Exercise prompt -
Pictures stay out of the copy; set down each line of the listing below exactly.

Location labeling records -
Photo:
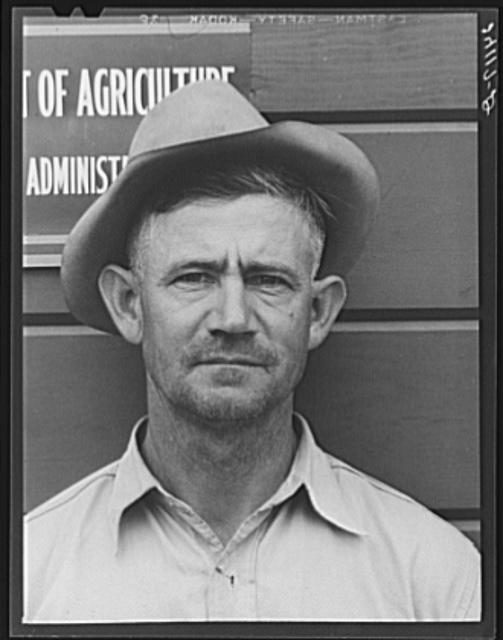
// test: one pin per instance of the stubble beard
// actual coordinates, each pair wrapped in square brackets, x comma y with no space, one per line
[222,407]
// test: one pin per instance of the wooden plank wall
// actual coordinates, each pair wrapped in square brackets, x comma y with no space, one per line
[395,389]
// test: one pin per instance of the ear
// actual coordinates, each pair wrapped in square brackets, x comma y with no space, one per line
[329,296]
[120,292]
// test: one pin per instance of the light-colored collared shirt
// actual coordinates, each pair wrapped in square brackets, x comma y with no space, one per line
[330,544]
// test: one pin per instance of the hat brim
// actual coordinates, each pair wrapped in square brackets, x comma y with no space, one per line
[328,162]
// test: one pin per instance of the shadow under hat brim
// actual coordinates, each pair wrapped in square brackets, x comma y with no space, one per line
[328,162]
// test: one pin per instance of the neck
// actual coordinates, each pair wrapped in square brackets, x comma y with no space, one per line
[224,471]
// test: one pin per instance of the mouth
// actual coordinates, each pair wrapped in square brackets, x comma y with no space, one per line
[230,362]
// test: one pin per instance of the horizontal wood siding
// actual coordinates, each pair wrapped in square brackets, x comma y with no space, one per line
[402,406]
[423,250]
[408,61]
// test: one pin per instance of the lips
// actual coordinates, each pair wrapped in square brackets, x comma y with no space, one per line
[236,361]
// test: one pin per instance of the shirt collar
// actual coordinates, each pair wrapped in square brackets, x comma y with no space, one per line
[315,469]
[311,468]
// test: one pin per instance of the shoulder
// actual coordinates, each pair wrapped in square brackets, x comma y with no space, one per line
[386,510]
[441,561]
[72,503]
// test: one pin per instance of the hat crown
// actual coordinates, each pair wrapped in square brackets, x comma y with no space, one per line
[195,112]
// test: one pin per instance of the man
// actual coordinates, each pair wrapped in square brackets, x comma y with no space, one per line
[221,251]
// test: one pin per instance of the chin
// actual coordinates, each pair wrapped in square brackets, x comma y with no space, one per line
[227,405]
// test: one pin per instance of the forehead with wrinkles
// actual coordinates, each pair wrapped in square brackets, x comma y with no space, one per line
[249,229]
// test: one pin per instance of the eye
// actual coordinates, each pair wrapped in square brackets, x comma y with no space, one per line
[193,279]
[268,281]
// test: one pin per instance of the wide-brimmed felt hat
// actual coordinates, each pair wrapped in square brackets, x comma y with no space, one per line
[211,126]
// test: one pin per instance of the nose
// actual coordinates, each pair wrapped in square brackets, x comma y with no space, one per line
[232,313]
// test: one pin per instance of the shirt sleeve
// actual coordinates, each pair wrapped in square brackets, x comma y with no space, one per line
[448,578]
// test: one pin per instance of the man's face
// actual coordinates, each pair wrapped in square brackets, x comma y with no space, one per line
[226,301]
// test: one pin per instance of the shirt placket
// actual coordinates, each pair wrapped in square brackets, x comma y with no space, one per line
[232,585]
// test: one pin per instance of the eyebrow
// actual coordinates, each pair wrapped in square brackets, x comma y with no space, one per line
[218,266]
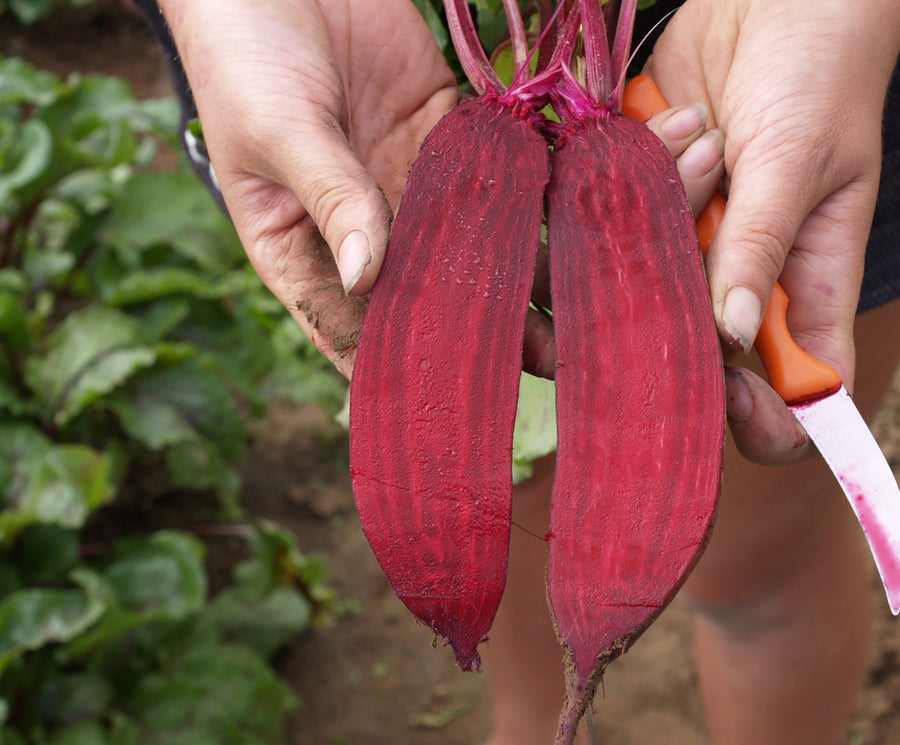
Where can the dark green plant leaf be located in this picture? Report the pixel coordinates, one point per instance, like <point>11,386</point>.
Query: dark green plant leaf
<point>33,618</point>
<point>182,404</point>
<point>27,158</point>
<point>152,284</point>
<point>74,697</point>
<point>29,11</point>
<point>47,553</point>
<point>91,353</point>
<point>22,83</point>
<point>87,732</point>
<point>188,705</point>
<point>160,577</point>
<point>192,224</point>
<point>14,332</point>
<point>55,484</point>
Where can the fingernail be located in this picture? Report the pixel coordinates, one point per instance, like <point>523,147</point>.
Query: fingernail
<point>741,317</point>
<point>737,395</point>
<point>684,122</point>
<point>702,155</point>
<point>354,256</point>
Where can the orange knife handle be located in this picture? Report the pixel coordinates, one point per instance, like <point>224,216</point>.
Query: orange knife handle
<point>795,375</point>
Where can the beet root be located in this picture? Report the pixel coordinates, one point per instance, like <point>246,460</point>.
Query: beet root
<point>434,389</point>
<point>640,395</point>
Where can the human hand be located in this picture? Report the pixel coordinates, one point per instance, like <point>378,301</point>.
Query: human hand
<point>312,113</point>
<point>798,89</point>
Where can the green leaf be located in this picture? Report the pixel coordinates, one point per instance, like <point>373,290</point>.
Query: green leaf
<point>435,24</point>
<point>192,224</point>
<point>88,732</point>
<point>160,577</point>
<point>33,618</point>
<point>26,161</point>
<point>57,484</point>
<point>47,553</point>
<point>74,697</point>
<point>185,707</point>
<point>91,353</point>
<point>14,332</point>
<point>29,11</point>
<point>22,83</point>
<point>263,621</point>
<point>535,431</point>
<point>152,284</point>
<point>182,404</point>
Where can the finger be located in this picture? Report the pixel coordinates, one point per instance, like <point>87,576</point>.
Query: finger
<point>343,199</point>
<point>770,195</point>
<point>312,291</point>
<point>763,427</point>
<point>699,154</point>
<point>539,351</point>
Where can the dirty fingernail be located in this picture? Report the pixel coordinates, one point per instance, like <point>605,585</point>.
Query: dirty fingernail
<point>684,122</point>
<point>354,256</point>
<point>702,155</point>
<point>738,398</point>
<point>741,317</point>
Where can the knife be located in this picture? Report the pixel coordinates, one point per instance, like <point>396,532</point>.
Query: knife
<point>813,391</point>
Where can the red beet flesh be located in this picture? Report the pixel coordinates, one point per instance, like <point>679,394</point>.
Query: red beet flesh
<point>640,395</point>
<point>435,384</point>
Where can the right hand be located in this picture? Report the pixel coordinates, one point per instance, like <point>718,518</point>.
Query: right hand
<point>313,112</point>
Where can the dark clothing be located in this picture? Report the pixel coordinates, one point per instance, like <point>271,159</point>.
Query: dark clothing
<point>881,282</point>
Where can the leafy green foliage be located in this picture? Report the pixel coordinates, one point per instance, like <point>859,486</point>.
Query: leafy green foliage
<point>490,19</point>
<point>134,339</point>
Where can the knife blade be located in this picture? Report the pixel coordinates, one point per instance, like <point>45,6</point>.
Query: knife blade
<point>813,391</point>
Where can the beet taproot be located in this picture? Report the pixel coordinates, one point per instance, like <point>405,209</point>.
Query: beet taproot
<point>640,390</point>
<point>639,384</point>
<point>435,385</point>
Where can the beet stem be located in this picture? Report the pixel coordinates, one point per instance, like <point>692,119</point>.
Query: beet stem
<point>474,61</point>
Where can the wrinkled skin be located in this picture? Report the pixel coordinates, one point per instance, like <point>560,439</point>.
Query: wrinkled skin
<point>798,91</point>
<point>313,113</point>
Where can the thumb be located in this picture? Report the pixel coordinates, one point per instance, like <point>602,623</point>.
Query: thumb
<point>342,198</point>
<point>768,202</point>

Correct output -
Photo:
// test: one pin per instance of the stubble beard
// actual coordinates, each pair wrapped in square brackets, x comma y with no space, one per line
[222,407]
// test: one pin per instance of the wooden plank wall
// actual coordinates, each pair wrapped in square brackets, x comma y with no space, one per line
[395,389]
// test: one pin per instance of the ear
// actual coordinates, each pair wrapped in square brackets, x comma y with no space, one per line
[329,296]
[120,292]
// test: one pin per instance of the light-colored collared shirt
// actual coordinates, each pair wrapped in square brackets, x comma y with no space, one per line
[330,544]
// test: one pin per instance of the hat brim
// actual coordinates, each pair wrapped in square brackets, x comma y with no space, one per line
[328,162]
// test: one pin per instance of the shadow under hat brim
// actual coordinates, each pair wrapped in square brackets, x comma y with no space, one per line
[328,162]
// test: one pin per instance of the neck
// actual coordinates, each pair wrapped in square brackets, x comma y with no space, one per line
[224,471]
// test: one pin per instance of the mouth
// actual coordinates, each pair wrapped in square brackets, x comma y with no space, one per line
[230,362]
// test: one pin per instance of the horizontal wood siding
// actual coordinates, each pair wrapped in square brackets, x comma y with no space, one per line
[402,406]
[423,250]
[408,61]
// test: one pin per instance of the lips
// actual coordinates, each pair wrapped in square brackets, x comma y with no space, one per line
[236,361]
// test: one pin per instance of the shirt collar
// actual coordinates, each pair wrapped in square brackets, x comma y with no space, one per line
[315,469]
[311,468]
// test: one pin per instance of the shoulder
// actual coordinates, each pair wrapped in square brackets, x comma y with no space, one per line
[386,510]
[441,561]
[72,503]
// test: one pin per instance of the hat crown
// actual coordinates, each pair wrapped in square brackets, x comma y with no space, one per line
[195,112]
// test: one pin per instance of the man
// actual coordinates, each pair wrapped in square brackets, x comma y with no space, one per line
[221,251]
// test: one pin per instance of the chin
// actual coordinates, each pair wrapped in square brackets, x comma y with no space, one per line
[227,405]
// test: one pin per instance of the forehead with wrinkles
// actual coordinates, each pair wrapped in square brackets, x comma y with no space, one per line
[249,229]
// test: one pin per instance of the eye
// actual coordinates, each pair wrapped in square brackets, x comma y with no space, one per line
[193,279]
[268,281]
// test: one pin per instance of the wide-brimmed felt hat
// actual coordinates, each pair wrapped in square brackets, x comma y with no space, one per line
[211,126]
// test: one pin per instance of the nose
// actual coordinates, each pair wrapped in square brackets, x comma y with no space, one per line
[232,313]
// test: one pin per instance of the shirt sleeve
// actual coordinates, each pair wrapped in square brackets, x comma y with no space, one per line
[448,578]
// test: one pin per instance of the man's face
// actual coordinates, each pair wrapped in square brackets, x comma y with no space, one per line
[226,301]
// test: one pin per instance of the shirt placket
// actual coordinates, each pair wrapped in square brackets, x comma y with no space, one per line
[232,585]
// test: one pin per instance of the eyebrow
// actual coordinates, each pair wrapped in square brackets, x comma y with no space, one per line
[218,266]
Where can the dark green plant leaf be located in this picture? Report the pixel coordinates, one point per instance, like <point>11,386</point>.
Query: dark green plant leaf
<point>33,618</point>
<point>182,404</point>
<point>27,158</point>
<point>152,284</point>
<point>74,697</point>
<point>29,11</point>
<point>47,553</point>
<point>91,353</point>
<point>22,83</point>
<point>87,732</point>
<point>188,705</point>
<point>160,577</point>
<point>192,224</point>
<point>14,332</point>
<point>55,484</point>
Where can the fingernail be located in this picture? Report the pixel coordinates, one point per instance, like <point>523,147</point>.
Query: fingernail
<point>741,317</point>
<point>737,395</point>
<point>684,122</point>
<point>702,155</point>
<point>354,256</point>
Where can the orange knife handle be located in this picture? Report the pixel coordinates, one point per instance, like <point>224,216</point>.
Query: orange knife handle
<point>795,375</point>
Where can the beet root be located in this picture? Report the pixel coordinates, one point per instance, like <point>246,460</point>.
Query: beet root
<point>434,389</point>
<point>640,395</point>
Where can the human hand be located in this picture? Report the pixel coordinates, one point per instance, like <point>378,301</point>.
Query: human hand
<point>312,113</point>
<point>798,89</point>
Where can the green leaf be located in this picture? Report the pixel coordinates, one point per instance, like <point>373,290</point>.
Query: green leaf
<point>435,24</point>
<point>192,224</point>
<point>88,732</point>
<point>160,577</point>
<point>33,618</point>
<point>26,161</point>
<point>57,484</point>
<point>47,553</point>
<point>74,697</point>
<point>185,707</point>
<point>91,353</point>
<point>14,332</point>
<point>29,11</point>
<point>22,83</point>
<point>263,621</point>
<point>535,431</point>
<point>152,284</point>
<point>182,404</point>
Where can the finger be located in this picture? Report the pixel coordinates, one point per instance, like <point>87,576</point>.
Query: finger
<point>343,199</point>
<point>770,195</point>
<point>312,291</point>
<point>763,427</point>
<point>699,154</point>
<point>539,351</point>
Where can the dirty fingernail be located in this picture? Report the pixel coordinates, one point per instance, like <point>605,585</point>.
Query: dirty fingernail
<point>684,122</point>
<point>354,256</point>
<point>702,155</point>
<point>738,398</point>
<point>741,317</point>
Where can the knife be located in this picture? Report the pixel coordinates, one point per instance, like <point>396,532</point>.
Query: knife
<point>813,391</point>
Where can the red beet flesh be located in this picture? Report the pixel coordinates, one point per instance, like <point>679,394</point>.
Query: red beet flesh
<point>640,395</point>
<point>435,384</point>
Where can the right hand be located in this picture? Report the pixel coordinates, one point per instance, like <point>718,518</point>.
Query: right hand
<point>313,112</point>
Where can the dark clothing be located in this picture? Report the pixel coordinates, one point per instance, like <point>271,159</point>.
Query: dark clothing
<point>881,282</point>
Where can the leafy green foliage be located in this picture? Report the pixel coordinates, one point per instance, like <point>859,486</point>.
Query: leafy green foliage
<point>490,19</point>
<point>134,339</point>
Where can the knife blade be located in this picture? Report the pixel coordinates, one point per instance, like <point>45,6</point>.
Query: knife blade
<point>813,391</point>
Where can the beet taproot be located in this picture? Report the pixel coordinates, one point per instance, like <point>405,209</point>.
Query: beet taproot
<point>640,390</point>
<point>639,384</point>
<point>435,385</point>
Where can the beet stem be located in this picture? Report the pixel coordinates, one point per instance, like <point>692,119</point>.
Query: beet stem
<point>474,61</point>
Where can the wrinkled skin be located in this picture? Report the pixel coordinates, one point per instance, like <point>560,439</point>.
Query: wrinkled skin
<point>798,91</point>
<point>313,113</point>
Where can the thumb be located in this picture? Report the pixel coordinates, one point per instance, like <point>602,623</point>.
Query: thumb
<point>342,198</point>
<point>768,202</point>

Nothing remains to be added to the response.